**WHAT YOU ARE ASKED TO DO**
Retype, exactly and only, each line from the one containing "of the terracotta" to the end of the records below.

**RECORDS FOR THIS EXERCISE**
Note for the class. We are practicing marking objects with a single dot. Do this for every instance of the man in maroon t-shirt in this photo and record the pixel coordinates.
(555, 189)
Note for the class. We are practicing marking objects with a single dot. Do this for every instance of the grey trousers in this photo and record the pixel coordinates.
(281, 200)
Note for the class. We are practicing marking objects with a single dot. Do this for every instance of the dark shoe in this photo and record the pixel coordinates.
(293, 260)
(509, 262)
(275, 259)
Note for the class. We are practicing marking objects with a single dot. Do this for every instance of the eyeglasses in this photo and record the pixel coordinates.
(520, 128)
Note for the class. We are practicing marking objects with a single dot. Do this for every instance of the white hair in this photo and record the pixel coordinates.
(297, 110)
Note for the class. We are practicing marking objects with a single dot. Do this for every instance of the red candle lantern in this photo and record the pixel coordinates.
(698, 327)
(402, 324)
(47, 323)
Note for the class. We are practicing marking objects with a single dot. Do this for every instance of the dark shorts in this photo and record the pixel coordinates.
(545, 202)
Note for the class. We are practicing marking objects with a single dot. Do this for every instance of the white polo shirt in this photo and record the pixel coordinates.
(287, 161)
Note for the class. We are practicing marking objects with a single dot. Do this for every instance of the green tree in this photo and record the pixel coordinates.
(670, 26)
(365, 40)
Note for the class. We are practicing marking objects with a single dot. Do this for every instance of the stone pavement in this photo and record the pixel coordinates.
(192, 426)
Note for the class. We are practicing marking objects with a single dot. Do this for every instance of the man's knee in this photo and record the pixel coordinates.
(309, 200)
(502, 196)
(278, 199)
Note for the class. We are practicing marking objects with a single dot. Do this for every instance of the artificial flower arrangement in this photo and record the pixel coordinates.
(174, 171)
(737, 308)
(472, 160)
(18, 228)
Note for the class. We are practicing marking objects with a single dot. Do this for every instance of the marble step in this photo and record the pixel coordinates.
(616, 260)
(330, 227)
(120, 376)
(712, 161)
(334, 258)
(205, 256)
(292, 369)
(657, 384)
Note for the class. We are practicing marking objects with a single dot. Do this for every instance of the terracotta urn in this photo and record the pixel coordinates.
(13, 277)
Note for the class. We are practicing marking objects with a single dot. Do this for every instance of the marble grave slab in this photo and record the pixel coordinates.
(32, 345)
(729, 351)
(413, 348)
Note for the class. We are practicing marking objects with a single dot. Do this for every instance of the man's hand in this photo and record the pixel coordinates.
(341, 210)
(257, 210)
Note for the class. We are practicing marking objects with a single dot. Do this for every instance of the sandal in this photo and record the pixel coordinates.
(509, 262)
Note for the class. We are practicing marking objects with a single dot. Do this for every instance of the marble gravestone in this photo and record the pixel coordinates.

**EXERCISE RESULT**
Note for the class. We are practicing marking objects with a single dot. Do this for every instance of the terracotta urn in this photo and record the pixel coordinates.
(13, 277)
Note for the class. We are practicing marking objects with a single dot. Do this for every instance of the marble grave slab in this photo and record the pixel coordinates.
(32, 345)
(729, 351)
(413, 348)
Note for the class. We are practicing marking objects with a single dot. Do this for every instance of the man's hand in this photo and record the pixel coordinates.
(341, 210)
(257, 210)
Note for the class. We are practicing marking objects with a single dot. Do this for every instance of the sandal in this photo and record the pixel coordinates.
(509, 262)
Note for the class. We are practicing marking objects with a single dot. Do this for every instance of the marble gravestone in this photo and record the pixel coordinates.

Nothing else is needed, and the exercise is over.